* [Problem details] As the answer, set down the lines below from the one containing "If you would be so good as to mark the helmet" through the one containing "the black helmet", exactly and inclusively, and no others.

* [Dataset excerpts]
========
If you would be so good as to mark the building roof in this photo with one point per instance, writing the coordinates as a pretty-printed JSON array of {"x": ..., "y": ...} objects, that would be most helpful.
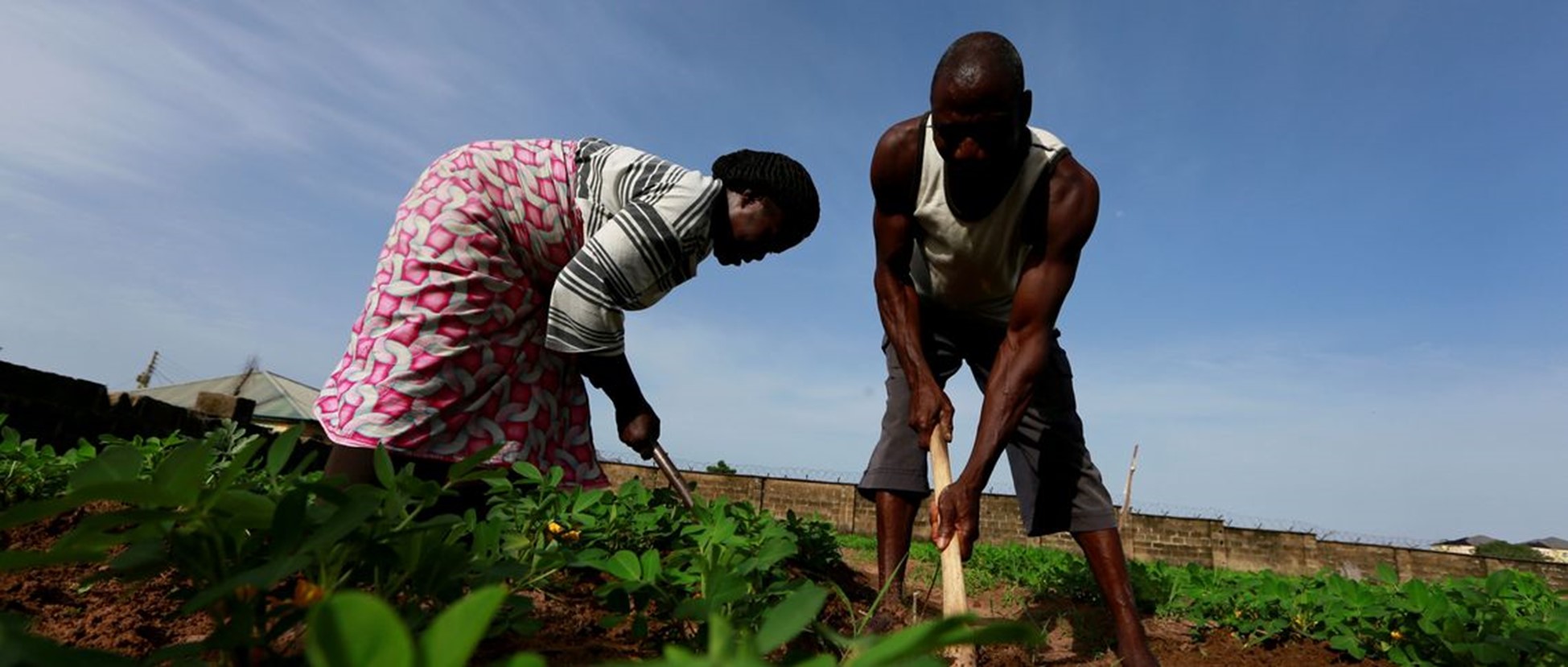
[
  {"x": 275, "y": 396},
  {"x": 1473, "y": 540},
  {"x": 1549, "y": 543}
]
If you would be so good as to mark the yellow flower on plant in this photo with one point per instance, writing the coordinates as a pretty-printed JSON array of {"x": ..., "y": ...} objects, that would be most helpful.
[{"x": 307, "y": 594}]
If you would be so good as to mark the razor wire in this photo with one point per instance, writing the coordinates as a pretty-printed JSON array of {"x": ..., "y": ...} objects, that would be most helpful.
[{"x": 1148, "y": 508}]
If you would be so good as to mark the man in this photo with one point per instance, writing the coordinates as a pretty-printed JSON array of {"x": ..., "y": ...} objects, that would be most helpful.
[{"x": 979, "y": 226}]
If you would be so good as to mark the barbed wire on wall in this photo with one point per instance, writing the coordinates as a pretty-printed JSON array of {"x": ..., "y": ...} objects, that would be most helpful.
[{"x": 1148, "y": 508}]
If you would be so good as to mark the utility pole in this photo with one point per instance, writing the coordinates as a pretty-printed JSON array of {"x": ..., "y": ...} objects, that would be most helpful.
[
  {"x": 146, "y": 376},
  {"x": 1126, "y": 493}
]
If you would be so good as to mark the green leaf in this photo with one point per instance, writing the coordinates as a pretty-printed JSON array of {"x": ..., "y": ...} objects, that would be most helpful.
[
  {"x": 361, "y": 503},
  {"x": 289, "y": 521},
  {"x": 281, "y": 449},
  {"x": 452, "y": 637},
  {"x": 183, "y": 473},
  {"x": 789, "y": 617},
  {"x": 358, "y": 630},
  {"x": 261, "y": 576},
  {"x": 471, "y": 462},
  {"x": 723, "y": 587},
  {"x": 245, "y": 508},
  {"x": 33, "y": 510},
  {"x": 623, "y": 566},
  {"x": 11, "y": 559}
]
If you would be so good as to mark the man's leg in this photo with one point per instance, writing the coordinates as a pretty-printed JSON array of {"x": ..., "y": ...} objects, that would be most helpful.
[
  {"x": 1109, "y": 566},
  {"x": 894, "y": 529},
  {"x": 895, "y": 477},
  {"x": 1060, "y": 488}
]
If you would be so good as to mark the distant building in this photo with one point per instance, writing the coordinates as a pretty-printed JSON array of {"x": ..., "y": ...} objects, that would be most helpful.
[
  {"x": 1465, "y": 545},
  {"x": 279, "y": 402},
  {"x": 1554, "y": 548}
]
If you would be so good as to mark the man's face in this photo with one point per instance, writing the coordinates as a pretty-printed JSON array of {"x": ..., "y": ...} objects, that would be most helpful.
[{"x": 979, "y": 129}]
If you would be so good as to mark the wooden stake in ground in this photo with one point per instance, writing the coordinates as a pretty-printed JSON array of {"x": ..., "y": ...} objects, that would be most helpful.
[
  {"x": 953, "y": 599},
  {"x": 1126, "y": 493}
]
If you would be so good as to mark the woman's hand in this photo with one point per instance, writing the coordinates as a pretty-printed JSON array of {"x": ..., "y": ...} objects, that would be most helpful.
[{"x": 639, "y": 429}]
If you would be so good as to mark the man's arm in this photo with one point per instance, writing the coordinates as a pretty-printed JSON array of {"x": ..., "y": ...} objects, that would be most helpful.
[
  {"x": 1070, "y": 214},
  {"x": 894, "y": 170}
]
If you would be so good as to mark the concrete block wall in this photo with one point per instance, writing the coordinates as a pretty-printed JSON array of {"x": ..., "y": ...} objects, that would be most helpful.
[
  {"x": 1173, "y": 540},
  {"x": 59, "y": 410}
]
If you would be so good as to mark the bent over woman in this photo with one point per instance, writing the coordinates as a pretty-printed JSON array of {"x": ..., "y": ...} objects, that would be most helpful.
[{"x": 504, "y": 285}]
========
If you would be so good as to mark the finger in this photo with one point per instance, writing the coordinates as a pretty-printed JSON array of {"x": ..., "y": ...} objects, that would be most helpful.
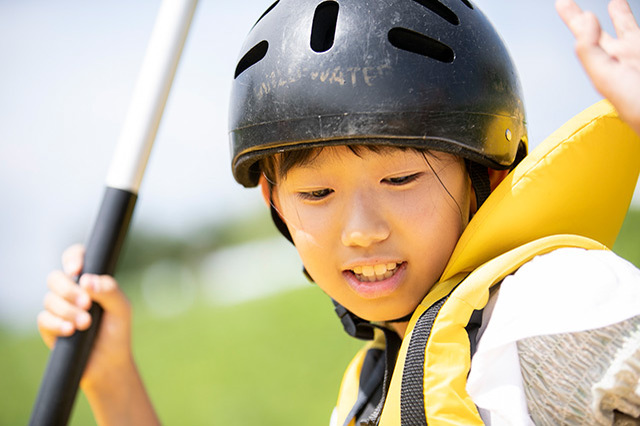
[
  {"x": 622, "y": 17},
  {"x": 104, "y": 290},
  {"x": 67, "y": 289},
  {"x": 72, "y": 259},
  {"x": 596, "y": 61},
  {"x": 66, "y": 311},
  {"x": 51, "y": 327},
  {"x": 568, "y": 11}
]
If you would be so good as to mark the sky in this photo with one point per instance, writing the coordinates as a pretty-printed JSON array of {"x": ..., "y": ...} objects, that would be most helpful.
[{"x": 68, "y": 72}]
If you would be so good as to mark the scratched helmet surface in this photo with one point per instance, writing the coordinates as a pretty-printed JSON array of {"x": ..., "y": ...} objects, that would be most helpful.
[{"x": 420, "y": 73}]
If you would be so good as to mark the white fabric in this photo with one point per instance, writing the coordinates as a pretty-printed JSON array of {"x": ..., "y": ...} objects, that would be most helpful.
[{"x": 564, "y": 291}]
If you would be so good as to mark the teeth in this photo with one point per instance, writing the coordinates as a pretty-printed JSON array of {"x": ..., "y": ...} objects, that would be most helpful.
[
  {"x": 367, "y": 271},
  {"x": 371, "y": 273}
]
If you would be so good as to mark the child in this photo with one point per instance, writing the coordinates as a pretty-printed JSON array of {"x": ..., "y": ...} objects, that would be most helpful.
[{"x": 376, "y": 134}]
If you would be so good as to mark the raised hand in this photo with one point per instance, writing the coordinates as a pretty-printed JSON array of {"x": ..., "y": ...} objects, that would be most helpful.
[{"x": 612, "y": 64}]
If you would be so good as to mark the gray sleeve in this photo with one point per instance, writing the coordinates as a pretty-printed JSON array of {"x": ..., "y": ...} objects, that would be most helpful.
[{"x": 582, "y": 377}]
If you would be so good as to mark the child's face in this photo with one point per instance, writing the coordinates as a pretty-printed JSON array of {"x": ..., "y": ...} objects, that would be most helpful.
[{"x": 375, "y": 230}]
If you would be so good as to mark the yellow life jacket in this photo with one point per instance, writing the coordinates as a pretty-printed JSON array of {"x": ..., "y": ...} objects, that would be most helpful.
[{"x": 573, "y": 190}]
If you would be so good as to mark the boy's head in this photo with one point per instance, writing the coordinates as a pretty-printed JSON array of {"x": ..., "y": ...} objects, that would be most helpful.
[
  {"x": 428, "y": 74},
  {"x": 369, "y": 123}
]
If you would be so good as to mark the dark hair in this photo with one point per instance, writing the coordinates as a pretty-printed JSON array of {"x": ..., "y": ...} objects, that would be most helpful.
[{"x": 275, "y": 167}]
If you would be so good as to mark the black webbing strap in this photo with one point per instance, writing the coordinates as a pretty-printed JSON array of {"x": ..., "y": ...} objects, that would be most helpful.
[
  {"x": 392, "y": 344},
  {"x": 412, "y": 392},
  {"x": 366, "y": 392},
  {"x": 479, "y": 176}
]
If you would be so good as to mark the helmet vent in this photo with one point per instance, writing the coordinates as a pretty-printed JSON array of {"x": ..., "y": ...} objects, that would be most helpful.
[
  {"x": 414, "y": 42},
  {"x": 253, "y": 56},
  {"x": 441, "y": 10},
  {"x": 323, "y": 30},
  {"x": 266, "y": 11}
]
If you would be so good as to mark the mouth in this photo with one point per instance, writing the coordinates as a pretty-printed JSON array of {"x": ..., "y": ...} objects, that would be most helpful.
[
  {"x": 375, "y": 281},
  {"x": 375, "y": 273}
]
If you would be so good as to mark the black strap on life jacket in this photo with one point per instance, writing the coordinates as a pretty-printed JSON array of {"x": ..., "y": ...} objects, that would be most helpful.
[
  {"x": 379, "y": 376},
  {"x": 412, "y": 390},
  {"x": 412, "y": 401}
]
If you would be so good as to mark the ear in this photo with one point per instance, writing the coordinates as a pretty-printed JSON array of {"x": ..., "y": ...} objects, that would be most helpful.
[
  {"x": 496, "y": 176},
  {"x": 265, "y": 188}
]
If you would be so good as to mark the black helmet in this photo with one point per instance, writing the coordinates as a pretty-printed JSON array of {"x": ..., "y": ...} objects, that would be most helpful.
========
* [The completed task]
If you would be so good as to mark the helmet vent in this photo with one point per instance, writing the coordinates as a pretty-printed JSON array of {"x": ..., "y": ...} objects, that would be most helpful.
[
  {"x": 414, "y": 42},
  {"x": 253, "y": 56},
  {"x": 441, "y": 10},
  {"x": 323, "y": 30},
  {"x": 266, "y": 11}
]
If you would be so good as to mark the mouth in this photo with one point per instance, writing the coordinates as a pretty-printed JSON array of {"x": ..., "y": ...} objects, that would be most helpful.
[
  {"x": 375, "y": 281},
  {"x": 375, "y": 273}
]
If you would be so good as to mark the black strap on life jacket in this photo with one point per instance, writing the coordinates as a pretty-printed JSON array of {"x": ..., "y": ...} objects, that would be most helpful.
[
  {"x": 379, "y": 376},
  {"x": 412, "y": 390},
  {"x": 412, "y": 401}
]
If you would be so good as to mark the ear in this photo with one point per instance, writing the coordinates as a pretty-printed JSON array of {"x": ..., "y": ...} objects, that would be most helpful.
[
  {"x": 496, "y": 176},
  {"x": 265, "y": 188}
]
If you would be so good as to mark the black helmet in this photo with one point per instance, writing the coordinates as a pretty-printed JSON array of {"x": ..., "y": ...} objects, that would be most helpful.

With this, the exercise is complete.